[Source text]:

Home For The Holidays
The hostess for our holiday feast is Gretchen Marks. She's opened up her home to us located in the outskirts of Columbus, Indiana. I'm excited to prepare most of our meal in her fireplace, especially the two local ducks I purchased from Maple Leaf Farms.
If you want, you can cook duck so it's medium rare and pink on the inside, but we're going to cook more of a traditional roast duck where the skin will be crispy and crunchy.
Start With The Seasoning
First, we season the outsides of our two 3 1/2 pound ducks with salt and freshly ground pepper.
Inside the cavity, I throw in half a lemon. The juice provides acid and the zest has a wonderful fragrance of citrus that will perfume the ducks.
Then of course we're going to add garlic, which is one of our favorite flavors. Cut the garlic clove east to west so you expose all of the openings of the garlic.
Finish seasoning the cavity with rosemary and thyme. The rosemary has that oily, piny aroma to it which goes well with the richness and fattiness of duck. These herbs are also herbs that last later into the fall and early winter outside. If you cover them up with some leaves from the garden, you can keep them going almost through the New Year.
Light My Fire
Gretchen lit the fire in the fireplace around 7:00am. We are placing the seasoned ducks over the fire around 10:00am after it has burnt down a bit. You don't want to cook over a high flame, and you don't want the ducks to drip on the fire causing flare-ups.
Start with ducks breast-side down to get the skin nice and crispy.
Baste the birds occasionally over the next 2 1/2 hours. Be patient -- it's worth the wait!
Waste Not Want Not
We are cooking the entire bird today, including the organ meats. I'm starting them cooking in a pan on the stove top, seasoned with a pinch of my Sweet Seasons Spice Blend. These will be great with stuffing or we can mix them in with wild rice.
You can use the necks for stock, but there's still a good amount of meat on them, so we'll throw these on the grill with the ducks once they finish warming on the stove top.

[The data]:

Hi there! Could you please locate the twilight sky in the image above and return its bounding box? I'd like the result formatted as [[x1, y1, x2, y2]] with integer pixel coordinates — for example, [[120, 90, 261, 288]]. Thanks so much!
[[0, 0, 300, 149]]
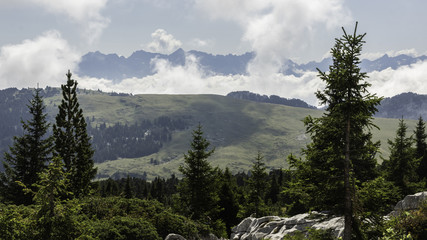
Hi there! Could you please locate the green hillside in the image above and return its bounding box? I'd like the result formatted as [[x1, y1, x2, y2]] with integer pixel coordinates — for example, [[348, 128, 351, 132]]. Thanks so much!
[[46, 91, 415, 179]]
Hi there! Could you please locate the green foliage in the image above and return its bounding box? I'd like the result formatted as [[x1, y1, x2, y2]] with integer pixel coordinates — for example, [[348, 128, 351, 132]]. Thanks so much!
[[382, 119, 423, 197], [414, 117, 427, 184], [357, 177, 401, 239], [380, 201, 427, 240], [218, 168, 240, 236], [78, 217, 162, 240], [0, 89, 53, 204], [240, 152, 269, 217], [285, 23, 381, 239], [283, 228, 335, 240], [53, 71, 96, 197], [178, 124, 218, 220], [0, 204, 38, 240]]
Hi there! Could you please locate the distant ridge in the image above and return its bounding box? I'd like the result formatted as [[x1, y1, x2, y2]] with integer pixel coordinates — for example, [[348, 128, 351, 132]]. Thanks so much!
[[77, 48, 427, 82], [227, 91, 317, 109], [375, 92, 427, 121]]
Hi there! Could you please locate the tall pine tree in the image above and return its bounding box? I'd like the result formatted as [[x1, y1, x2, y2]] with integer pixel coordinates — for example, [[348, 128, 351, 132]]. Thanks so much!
[[0, 89, 53, 204], [178, 124, 218, 220], [414, 117, 427, 183], [53, 71, 96, 197], [244, 152, 269, 217], [291, 23, 381, 239]]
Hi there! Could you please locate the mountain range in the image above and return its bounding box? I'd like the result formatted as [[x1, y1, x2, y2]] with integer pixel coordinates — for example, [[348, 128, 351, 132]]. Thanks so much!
[[77, 48, 427, 82]]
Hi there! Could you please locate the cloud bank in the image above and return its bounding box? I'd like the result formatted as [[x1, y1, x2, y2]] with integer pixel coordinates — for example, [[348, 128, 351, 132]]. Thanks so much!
[[195, 0, 351, 78], [28, 0, 110, 43], [0, 31, 81, 88]]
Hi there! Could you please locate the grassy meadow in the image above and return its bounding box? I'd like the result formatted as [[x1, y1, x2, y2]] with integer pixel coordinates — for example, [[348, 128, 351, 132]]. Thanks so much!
[[45, 90, 416, 179]]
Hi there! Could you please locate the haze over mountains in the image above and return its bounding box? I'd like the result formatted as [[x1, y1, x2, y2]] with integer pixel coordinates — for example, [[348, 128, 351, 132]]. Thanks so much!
[[78, 48, 427, 82]]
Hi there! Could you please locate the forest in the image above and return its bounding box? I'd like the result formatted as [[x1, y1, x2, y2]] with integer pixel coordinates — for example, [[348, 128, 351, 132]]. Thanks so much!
[[0, 24, 427, 240]]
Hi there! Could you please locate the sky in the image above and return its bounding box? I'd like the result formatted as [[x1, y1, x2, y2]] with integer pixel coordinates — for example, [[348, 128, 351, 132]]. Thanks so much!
[[0, 0, 427, 105]]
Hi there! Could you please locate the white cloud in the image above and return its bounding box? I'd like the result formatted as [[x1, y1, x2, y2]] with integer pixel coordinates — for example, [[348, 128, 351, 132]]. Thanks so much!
[[189, 38, 213, 48], [195, 0, 351, 89], [0, 31, 80, 89], [147, 29, 182, 54], [29, 0, 110, 43], [368, 61, 427, 97], [362, 48, 420, 61], [76, 55, 323, 105]]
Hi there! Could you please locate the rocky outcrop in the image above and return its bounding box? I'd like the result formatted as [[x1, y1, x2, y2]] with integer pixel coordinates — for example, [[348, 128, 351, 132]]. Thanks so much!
[[388, 191, 427, 217], [231, 211, 344, 240], [231, 192, 427, 240]]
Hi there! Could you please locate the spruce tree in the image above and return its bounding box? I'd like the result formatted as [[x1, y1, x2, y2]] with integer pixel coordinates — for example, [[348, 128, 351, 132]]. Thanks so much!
[[53, 71, 96, 197], [291, 23, 381, 239], [178, 124, 218, 220], [0, 89, 53, 204], [218, 168, 239, 236], [245, 152, 269, 217], [414, 117, 427, 183]]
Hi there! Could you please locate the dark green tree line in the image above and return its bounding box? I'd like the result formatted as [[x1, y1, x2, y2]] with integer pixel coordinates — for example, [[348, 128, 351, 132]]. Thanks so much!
[[53, 71, 96, 197], [178, 124, 218, 220], [284, 23, 381, 239], [0, 89, 53, 204]]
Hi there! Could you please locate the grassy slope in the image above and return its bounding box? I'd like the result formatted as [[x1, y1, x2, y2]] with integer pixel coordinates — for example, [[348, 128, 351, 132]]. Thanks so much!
[[46, 92, 415, 179]]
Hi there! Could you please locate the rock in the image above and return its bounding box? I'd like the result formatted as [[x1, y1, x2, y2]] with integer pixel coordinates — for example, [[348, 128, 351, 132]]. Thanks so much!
[[231, 192, 427, 240], [387, 192, 427, 217]]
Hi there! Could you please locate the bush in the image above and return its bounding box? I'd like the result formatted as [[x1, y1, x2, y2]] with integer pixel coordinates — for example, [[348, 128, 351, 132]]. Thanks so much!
[[381, 201, 427, 240], [78, 217, 162, 240], [155, 210, 198, 239]]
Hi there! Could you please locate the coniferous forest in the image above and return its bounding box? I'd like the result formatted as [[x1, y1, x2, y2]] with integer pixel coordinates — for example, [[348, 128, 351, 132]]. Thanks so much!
[[0, 24, 427, 239]]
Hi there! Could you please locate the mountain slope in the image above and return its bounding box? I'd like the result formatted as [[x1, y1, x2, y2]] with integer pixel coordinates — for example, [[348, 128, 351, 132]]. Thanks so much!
[[77, 48, 427, 82], [65, 94, 415, 179], [0, 88, 415, 179]]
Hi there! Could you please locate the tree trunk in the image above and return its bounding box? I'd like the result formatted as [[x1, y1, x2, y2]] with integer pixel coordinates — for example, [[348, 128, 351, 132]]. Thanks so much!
[[343, 119, 353, 240]]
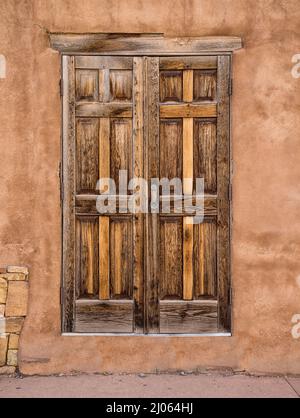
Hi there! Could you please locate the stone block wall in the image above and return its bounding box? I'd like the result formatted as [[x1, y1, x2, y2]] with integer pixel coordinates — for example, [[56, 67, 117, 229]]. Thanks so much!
[[0, 266, 28, 374]]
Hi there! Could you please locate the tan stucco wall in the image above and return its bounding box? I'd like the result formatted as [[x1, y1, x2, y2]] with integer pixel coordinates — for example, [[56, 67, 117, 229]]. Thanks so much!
[[0, 0, 300, 374]]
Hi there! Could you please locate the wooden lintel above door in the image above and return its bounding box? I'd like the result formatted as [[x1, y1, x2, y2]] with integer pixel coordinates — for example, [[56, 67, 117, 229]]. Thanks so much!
[[49, 33, 242, 56]]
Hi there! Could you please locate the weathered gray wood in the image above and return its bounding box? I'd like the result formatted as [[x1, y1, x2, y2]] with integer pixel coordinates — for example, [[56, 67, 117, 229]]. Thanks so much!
[[160, 300, 218, 334], [74, 299, 133, 333], [75, 55, 133, 70], [49, 33, 242, 55], [144, 58, 159, 334], [132, 57, 145, 334], [217, 56, 231, 331], [76, 102, 132, 118], [62, 56, 76, 332]]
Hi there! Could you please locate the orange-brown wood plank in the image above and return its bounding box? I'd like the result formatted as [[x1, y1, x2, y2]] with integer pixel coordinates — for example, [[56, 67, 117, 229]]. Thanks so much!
[[160, 103, 217, 118], [99, 216, 110, 300]]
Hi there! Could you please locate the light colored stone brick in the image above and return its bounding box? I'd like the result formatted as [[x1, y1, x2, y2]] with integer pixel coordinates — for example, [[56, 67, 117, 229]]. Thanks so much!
[[5, 282, 28, 317], [0, 305, 5, 316], [7, 350, 18, 367], [6, 266, 28, 275], [8, 334, 20, 350], [0, 335, 8, 366], [0, 318, 24, 334], [0, 278, 7, 303], [0, 366, 16, 375]]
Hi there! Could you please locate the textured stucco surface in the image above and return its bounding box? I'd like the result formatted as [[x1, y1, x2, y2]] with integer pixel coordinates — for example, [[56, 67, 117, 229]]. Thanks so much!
[[0, 0, 300, 374]]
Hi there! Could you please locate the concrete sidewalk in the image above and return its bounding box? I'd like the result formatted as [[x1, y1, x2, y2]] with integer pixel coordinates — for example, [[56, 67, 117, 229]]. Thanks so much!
[[0, 374, 300, 398]]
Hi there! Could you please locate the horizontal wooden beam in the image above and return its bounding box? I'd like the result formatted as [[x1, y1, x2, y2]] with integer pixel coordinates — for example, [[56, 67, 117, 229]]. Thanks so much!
[[49, 33, 242, 55], [160, 103, 217, 118], [74, 299, 133, 333], [75, 102, 132, 118], [75, 55, 133, 70], [159, 55, 218, 70], [160, 299, 219, 334], [76, 195, 218, 218]]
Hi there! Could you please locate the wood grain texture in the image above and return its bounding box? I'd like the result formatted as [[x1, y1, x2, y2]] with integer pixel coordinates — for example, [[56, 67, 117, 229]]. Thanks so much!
[[99, 68, 110, 103], [62, 57, 76, 332], [99, 118, 110, 193], [194, 221, 218, 299], [49, 33, 242, 55], [193, 119, 217, 194], [144, 58, 160, 334], [110, 119, 132, 191], [193, 70, 217, 101], [110, 70, 132, 102], [76, 195, 217, 217], [160, 300, 218, 334], [182, 118, 194, 195], [160, 216, 183, 300], [183, 217, 194, 300], [76, 119, 99, 193], [183, 70, 194, 103], [160, 103, 217, 118], [217, 56, 231, 331], [76, 102, 132, 118], [74, 300, 133, 333], [159, 71, 182, 102], [161, 56, 217, 70], [76, 70, 99, 102], [159, 119, 183, 180], [75, 55, 133, 70], [99, 216, 110, 300], [110, 216, 133, 299], [77, 217, 99, 297], [133, 57, 145, 333]]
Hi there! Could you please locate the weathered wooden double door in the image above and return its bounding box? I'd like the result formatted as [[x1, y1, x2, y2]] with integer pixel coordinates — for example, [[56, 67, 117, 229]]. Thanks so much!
[[63, 55, 231, 334]]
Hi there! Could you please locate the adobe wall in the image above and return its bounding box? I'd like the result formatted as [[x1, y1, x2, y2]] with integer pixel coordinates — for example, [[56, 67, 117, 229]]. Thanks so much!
[[0, 0, 300, 374]]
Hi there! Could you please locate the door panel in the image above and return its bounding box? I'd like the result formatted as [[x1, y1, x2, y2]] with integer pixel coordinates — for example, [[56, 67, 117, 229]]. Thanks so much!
[[63, 56, 230, 334]]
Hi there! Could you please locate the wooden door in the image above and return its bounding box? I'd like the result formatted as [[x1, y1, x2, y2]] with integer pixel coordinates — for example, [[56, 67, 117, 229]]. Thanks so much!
[[62, 55, 230, 334]]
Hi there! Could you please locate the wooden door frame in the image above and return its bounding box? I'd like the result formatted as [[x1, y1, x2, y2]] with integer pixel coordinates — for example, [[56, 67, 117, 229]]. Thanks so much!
[[49, 33, 242, 336]]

[What you should do]:
Answer these questions from the duck recipe.
(a) What weight is given for each of the two ducks?
(b) Around what time did Gretchen light the fire in the fireplace?
(c) For how long should the birds be basted occasionally?
The records are separate material unrelated to the duck recipe.

[Exercise response]:
(a) 3 1/2 pounds
(b) Around 7:00am
(c) Over the next 2 1/2 hours